EXERCISE:
Write out the lines below word for word, without including the pictures.

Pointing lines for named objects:

__________________________________________________

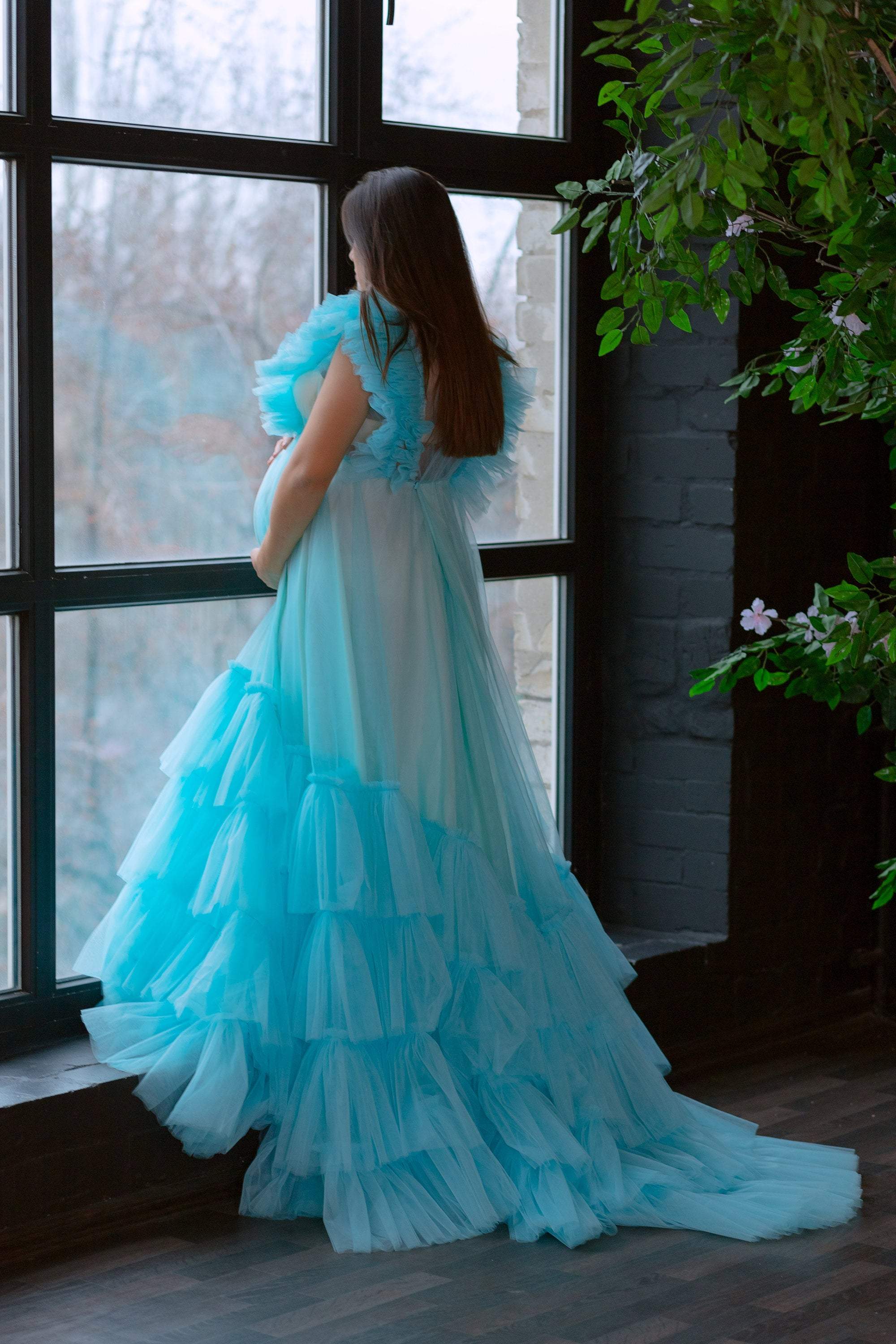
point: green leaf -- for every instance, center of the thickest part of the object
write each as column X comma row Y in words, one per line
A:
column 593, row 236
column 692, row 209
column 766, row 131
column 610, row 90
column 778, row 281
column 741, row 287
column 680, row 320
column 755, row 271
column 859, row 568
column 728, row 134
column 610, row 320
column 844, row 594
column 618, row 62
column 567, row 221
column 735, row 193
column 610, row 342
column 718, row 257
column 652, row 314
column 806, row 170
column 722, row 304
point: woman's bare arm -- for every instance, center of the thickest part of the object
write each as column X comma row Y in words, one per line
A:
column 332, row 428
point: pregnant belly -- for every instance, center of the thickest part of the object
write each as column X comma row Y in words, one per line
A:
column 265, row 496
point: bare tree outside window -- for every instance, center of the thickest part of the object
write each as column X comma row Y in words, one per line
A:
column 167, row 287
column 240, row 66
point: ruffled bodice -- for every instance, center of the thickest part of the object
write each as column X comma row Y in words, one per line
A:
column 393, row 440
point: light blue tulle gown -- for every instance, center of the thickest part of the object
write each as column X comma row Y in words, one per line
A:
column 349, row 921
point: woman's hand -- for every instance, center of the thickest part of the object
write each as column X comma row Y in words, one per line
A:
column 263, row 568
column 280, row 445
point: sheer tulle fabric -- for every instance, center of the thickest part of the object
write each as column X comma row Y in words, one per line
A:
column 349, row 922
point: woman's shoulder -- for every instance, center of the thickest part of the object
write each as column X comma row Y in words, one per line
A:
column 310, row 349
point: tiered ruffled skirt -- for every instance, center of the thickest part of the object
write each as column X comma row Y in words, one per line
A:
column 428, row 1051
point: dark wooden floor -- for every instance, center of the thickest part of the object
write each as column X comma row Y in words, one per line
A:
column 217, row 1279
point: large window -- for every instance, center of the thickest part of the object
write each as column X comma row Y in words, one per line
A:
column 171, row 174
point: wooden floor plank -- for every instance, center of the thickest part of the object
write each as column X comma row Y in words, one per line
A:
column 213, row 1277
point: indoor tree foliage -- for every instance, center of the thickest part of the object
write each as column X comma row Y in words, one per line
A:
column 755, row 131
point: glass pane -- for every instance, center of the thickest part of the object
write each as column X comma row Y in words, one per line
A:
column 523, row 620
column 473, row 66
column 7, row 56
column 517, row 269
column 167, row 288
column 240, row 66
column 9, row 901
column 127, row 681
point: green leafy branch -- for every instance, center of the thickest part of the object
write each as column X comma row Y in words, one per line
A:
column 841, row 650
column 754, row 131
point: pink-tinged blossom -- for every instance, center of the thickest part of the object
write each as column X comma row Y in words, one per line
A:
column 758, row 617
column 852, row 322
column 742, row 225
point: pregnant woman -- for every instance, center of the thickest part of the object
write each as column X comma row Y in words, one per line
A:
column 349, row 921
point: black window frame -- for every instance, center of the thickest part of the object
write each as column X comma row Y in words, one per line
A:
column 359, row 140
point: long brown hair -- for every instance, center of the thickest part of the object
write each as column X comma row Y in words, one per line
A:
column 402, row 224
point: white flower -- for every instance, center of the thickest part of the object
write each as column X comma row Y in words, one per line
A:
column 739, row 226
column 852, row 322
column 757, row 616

__________________________________________________

RESULT OF THE TASK:
point: green leaf -- for every instance, center of the thickest part of the object
write each as column X comma row Y in words, one per line
A:
column 593, row 236
column 692, row 209
column 766, row 131
column 610, row 90
column 778, row 281
column 741, row 287
column 680, row 320
column 755, row 271
column 859, row 568
column 728, row 134
column 610, row 320
column 844, row 594
column 618, row 62
column 567, row 221
column 735, row 193
column 610, row 342
column 718, row 257
column 652, row 314
column 806, row 170
column 722, row 304
point: woman's bare arm -- for every instance, center of the thickest part of the object
write each as column X comma row Y in words, one per line
A:
column 332, row 428
point: pregnant belly -- for every instance, center of the thickest part of the object
write each as column X comma row Y in words, one per line
A:
column 265, row 496
point: bare tree outside window -- for every instance, center of the thickest part of the object
write each as column X comma row Y in words, one per line
A:
column 167, row 287
column 240, row 66
point: ruffled bodice -- for every instance, center of the thickest part of the object
write each as column X comma row Y in words, one per line
A:
column 393, row 440
point: light blue tulle gown -- for every instance, center of the thickest part of the object
write each as column X comma row Y in words, one per line
A:
column 349, row 921
point: woman's hand -- for every instance, center of the thickest part of the object
write each as column X comma row Y in words, one per line
A:
column 263, row 568
column 280, row 445
point: sheer tulle fabric -- for every instance, center of the thickest part of the object
write each as column X comma row Y in words, one per line
A:
column 349, row 922
point: woman's shoulder -- for every instance, center of the thickest part of the object
write each as column X comma row Y in words, one per line
A:
column 310, row 349
point: tiered ruffled skirt -- for every instance, center of the thickest part of the object
write each as column X comma row Y in words, one per line
A:
column 428, row 1051
point: dark wooden floor -- for every instance, center of the thickest part of the object
write each as column X comma row Y in words, one per line
A:
column 217, row 1279
point: large window -- for every instance, center of the thickest part of the object
write each as column X comma row Y in words, one per line
A:
column 171, row 174
point: wooden floor plank -- for every instance, center of the thickest part of the object
write each as column X comma row Y in words, one per line
A:
column 213, row 1277
point: indoor tree foliage -- for every instance, center of the thickest part of the object
write each as column X comma row Y in words, one per line
A:
column 755, row 131
point: glass pane -- for every instance, center of the thickest part of the object
write each as column X comma row Y in words, one per line
A:
column 523, row 620
column 473, row 66
column 7, row 56
column 517, row 269
column 167, row 288
column 240, row 66
column 9, row 901
column 127, row 681
point: green leafy branch -- for every instance, center of the thickest part of the object
write each as column X comma row Y in words, one per line
A:
column 841, row 650
column 754, row 131
point: pink-tinged blossom -- for every instance, center of the thickest part of the object
write each as column X comma row Y in words, one per line
A:
column 758, row 617
column 852, row 322
column 742, row 225
point: pregnant woman -- for every instance, center of the thickest part of the object
write each as column X comma row Y in words, one per line
A:
column 349, row 921
point: black window frame -- for every instance, center of the thickest part of the object
write each as column X comma row Y in words, one per line
A:
column 359, row 140
point: long brown hair -- for every instance, center of the thickest part of the object
write each as column X comma row Y in words, one per line
A:
column 402, row 224
point: white flower -- for every instance, center of the thickest part of the object
write each as column X comma row Y in words, one per line
A:
column 739, row 226
column 852, row 322
column 757, row 616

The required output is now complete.